= Exercise aim =
Exactly repeat the full listing that follows.
===
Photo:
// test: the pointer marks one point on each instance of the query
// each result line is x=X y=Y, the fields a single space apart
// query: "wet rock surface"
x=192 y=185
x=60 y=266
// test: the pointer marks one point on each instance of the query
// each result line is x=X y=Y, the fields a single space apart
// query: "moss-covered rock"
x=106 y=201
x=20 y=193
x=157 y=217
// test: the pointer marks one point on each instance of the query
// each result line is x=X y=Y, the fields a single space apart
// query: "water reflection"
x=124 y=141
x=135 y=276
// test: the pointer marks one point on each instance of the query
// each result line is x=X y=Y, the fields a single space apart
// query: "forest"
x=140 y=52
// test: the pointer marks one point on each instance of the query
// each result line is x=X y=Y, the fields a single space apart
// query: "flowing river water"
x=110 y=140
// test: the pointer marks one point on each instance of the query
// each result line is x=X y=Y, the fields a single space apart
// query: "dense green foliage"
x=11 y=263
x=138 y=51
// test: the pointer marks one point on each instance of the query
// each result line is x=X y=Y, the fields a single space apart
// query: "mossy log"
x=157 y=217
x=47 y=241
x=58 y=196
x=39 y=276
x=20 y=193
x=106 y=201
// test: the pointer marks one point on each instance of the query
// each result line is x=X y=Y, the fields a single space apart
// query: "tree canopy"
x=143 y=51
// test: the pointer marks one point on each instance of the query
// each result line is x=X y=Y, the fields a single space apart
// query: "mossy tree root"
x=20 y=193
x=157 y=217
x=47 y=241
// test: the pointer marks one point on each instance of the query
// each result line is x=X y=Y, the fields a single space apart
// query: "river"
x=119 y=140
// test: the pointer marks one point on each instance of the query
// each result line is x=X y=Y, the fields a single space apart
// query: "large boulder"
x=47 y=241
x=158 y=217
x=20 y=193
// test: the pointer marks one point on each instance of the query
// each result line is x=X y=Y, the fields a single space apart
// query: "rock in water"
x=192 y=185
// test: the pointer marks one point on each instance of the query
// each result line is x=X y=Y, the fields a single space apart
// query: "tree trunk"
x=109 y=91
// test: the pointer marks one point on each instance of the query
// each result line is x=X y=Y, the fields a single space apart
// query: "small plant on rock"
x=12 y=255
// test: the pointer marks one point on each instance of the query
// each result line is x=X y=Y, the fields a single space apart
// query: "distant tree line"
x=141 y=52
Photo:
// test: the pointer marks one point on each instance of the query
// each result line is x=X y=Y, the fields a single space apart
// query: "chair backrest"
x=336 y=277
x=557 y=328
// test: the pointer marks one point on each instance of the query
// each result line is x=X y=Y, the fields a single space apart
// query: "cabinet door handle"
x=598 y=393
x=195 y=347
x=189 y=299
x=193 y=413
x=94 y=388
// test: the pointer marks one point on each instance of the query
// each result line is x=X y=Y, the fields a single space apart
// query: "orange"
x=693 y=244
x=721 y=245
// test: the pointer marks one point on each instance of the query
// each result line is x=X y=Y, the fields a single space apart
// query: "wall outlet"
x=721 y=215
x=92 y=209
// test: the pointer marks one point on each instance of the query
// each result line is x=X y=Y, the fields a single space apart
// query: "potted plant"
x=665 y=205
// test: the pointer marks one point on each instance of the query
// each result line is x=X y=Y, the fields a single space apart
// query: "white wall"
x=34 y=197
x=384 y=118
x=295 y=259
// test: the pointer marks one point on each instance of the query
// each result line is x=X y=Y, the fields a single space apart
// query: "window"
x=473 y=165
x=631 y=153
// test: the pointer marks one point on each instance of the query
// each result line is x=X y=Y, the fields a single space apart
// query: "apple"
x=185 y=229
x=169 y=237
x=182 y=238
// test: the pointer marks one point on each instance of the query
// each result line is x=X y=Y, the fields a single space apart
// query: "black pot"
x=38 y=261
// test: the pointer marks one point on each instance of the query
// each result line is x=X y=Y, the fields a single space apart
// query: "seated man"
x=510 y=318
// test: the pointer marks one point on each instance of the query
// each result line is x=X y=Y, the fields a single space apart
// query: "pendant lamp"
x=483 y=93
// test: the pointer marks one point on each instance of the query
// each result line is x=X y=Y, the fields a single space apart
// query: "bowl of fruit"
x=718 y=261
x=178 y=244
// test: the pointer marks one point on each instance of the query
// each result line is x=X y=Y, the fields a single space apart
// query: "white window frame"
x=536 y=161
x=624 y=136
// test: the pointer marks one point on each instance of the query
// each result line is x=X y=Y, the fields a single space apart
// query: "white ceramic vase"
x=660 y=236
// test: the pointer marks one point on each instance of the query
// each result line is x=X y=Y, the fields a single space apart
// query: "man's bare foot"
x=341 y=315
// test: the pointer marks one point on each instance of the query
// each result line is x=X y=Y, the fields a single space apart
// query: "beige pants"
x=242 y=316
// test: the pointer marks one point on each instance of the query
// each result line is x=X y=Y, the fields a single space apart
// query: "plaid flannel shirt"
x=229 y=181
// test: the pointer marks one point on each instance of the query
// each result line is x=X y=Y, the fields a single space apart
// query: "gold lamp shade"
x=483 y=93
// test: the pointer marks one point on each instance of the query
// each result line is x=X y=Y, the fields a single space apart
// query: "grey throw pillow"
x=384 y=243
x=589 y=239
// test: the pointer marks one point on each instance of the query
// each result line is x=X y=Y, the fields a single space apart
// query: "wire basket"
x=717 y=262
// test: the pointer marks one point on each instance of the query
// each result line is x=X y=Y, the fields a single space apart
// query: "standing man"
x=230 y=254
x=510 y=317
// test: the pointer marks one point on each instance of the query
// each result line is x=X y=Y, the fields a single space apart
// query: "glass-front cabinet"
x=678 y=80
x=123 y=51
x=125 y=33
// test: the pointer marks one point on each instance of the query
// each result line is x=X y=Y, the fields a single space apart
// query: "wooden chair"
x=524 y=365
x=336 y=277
===
= Response for this exercise =
Photo:
// test: the pointer marks one point on each instance of the query
// each result line is x=X y=Y, the fields a single space apart
// query: "wet rock surface"
x=192 y=185
x=60 y=266
// test: the pointer marks one point on each instance of the query
// each result line is x=X y=Y, the fields a single space apart
// query: "moss-covered rock"
x=106 y=201
x=20 y=193
x=157 y=217
// test: the pointer marks one point on each instance of the query
// each result line is x=X y=Y, the fields a single space apart
// query: "water reflection"
x=124 y=141
x=135 y=276
// test: the pointer marks one point on each instance of the query
// each result line is x=X y=Y, the fields a single space apart
// query: "forest"
x=140 y=52
// test: the pointer marks one point on each instance of the query
// each result line is x=X y=Y, the fields a single space apart
// query: "flowing river water"
x=110 y=140
// test: the pointer marks one point on each instance of the query
// each result line is x=X y=Y, the fields a single space apart
// query: "dense green foliage"
x=11 y=263
x=138 y=51
// test: the pointer marks one point on each instance of the query
// each result line is x=X y=Y, the fields a single space apart
// query: "mossy log"
x=157 y=217
x=47 y=241
x=58 y=196
x=39 y=276
x=20 y=193
x=106 y=201
// test: the pointer marks one point on each instance of the query
// each result line is x=X y=Y, the fields a single space apart
// query: "tree canopy"
x=143 y=51
// test: the pointer marks one point on each instance of the query
// each result line is x=X y=Y, the fields a single space apart
// query: "mossy tree root"
x=20 y=193
x=157 y=217
x=47 y=241
// test: the pointer marks one point on each instance of the query
// each result line is x=X y=Y, the fields a single space apart
// query: "river"
x=119 y=140
// test: the pointer marks one point on each instance of the query
// each result line is x=X y=Y, the fields a single space apart
// query: "large boulder"
x=47 y=241
x=158 y=217
x=20 y=193
// test: the pointer marks one point on each instance of the query
// each result line is x=X y=Y, the fields a single space apart
// query: "rock in water"
x=192 y=185
// test: the pointer marks one point on each instance of the query
// each result line is x=X y=Y, the fields a single space apart
// query: "tree trunk"
x=109 y=91
// test: the pointer marks one point on each instance of the query
// each result line is x=X y=Y, the fields a single space apart
// query: "small plant on rock"
x=12 y=255
// test: the pointer marks one point on each instance of the query
// each result line is x=X y=Y, the fields a single space apart
// query: "distant tree line"
x=141 y=52
Photo:
// test: the pointer marks one point on each instance of the query
// each result line is x=X y=Y, the fields a single space apart
// query: "chair backrest"
x=336 y=277
x=557 y=328
// test: the pointer marks one point on each instance of the query
// each result line is x=X y=Y, the fields a single space apart
// query: "cabinet door handle"
x=598 y=393
x=195 y=347
x=189 y=299
x=193 y=413
x=94 y=388
// test: the pointer marks one point on each instance of the query
// each result line is x=X y=Y, the fields a single space apart
// query: "orange"
x=693 y=244
x=721 y=245
// test: the pointer marks one point on each instance of the query
// each result line is x=X y=Y, the fields a single space apart
// query: "wall outlet"
x=721 y=215
x=92 y=209
// test: the pointer marks one point on each instance of the query
// each result line is x=X y=Y, the fields a single space apart
// query: "potted plant"
x=665 y=205
// test: the pointer marks one point on each instance of the query
// each result line is x=X y=Y, the fields a single space apart
// query: "white wall"
x=34 y=197
x=384 y=118
x=295 y=259
// test: the pointer marks one point on each instance of the query
// each result line is x=X y=Y, the fields a single space apart
// query: "window"
x=473 y=165
x=631 y=153
// test: the pointer marks one point on each instance of the query
// each result line is x=X y=Y, the fields a single space apart
// query: "apple"
x=185 y=229
x=169 y=237
x=182 y=238
// test: the pointer marks one point on each instance of the query
// each result line is x=X y=Y, the fields a single space apart
// query: "black pot"
x=38 y=261
// test: the pointer marks one point on each instance of the query
// each result line is x=X y=Y, the fields a single space apart
// query: "seated man"
x=510 y=318
// test: the pointer marks one point on each instance of the query
// each result line is x=X y=Y, the fields a single space apart
// query: "pendant lamp"
x=483 y=93
// test: the pointer marks one point on each instance of the query
// each result line is x=X y=Y, the fields a single space apart
// query: "bowl of fruit"
x=718 y=261
x=178 y=244
// test: the pointer marks one point on each instance of the query
// each result line is x=X y=Y, the fields a single space apart
// query: "white window frame"
x=536 y=161
x=624 y=136
// test: the pointer marks one point on each instance of the query
// each result line is x=X y=Y, the fields a single space apart
// query: "white ceramic vase"
x=660 y=236
// test: the pointer marks one point on each instance of the query
// each result line is x=X y=Y, the fields a single space apart
// query: "man's bare foot"
x=341 y=315
// test: the pointer marks one point on each instance of the query
// each result line is x=X y=Y, the fields a single space apart
// query: "beige pants"
x=242 y=316
// test: the pointer marks one point on each instance of the query
// each result line is x=X y=Y, the fields a single space apart
// query: "plaid flannel shirt"
x=229 y=181
// test: the pointer marks one point on each instance of the query
// each result line is x=X y=Y, the fields a single space apart
// query: "gold lamp shade"
x=483 y=93
// test: the pointer marks one point on each instance of the query
// each result line is x=X y=Y, the fields a single space apart
// query: "grey throw pillow"
x=384 y=243
x=589 y=239
// test: the pointer marks one point on each instance of the query
// each result line is x=X y=Y, the fields a single space apart
// query: "wire basket"
x=717 y=262
// test: the pointer marks one point on each instance of the query
// each result line is x=X y=Y, the fields a single space apart
// query: "standing man"
x=230 y=254
x=510 y=317
// test: the pointer marks one point on each instance of the query
// each result line is x=X y=Y, the fields a single space apart
// query: "glass-front cabinet"
x=678 y=80
x=123 y=51
x=125 y=33
// test: the pointer marks one point on each instance of the query
// each result line is x=X y=Y, the fields a single space apart
// query: "wooden chair"
x=524 y=365
x=336 y=277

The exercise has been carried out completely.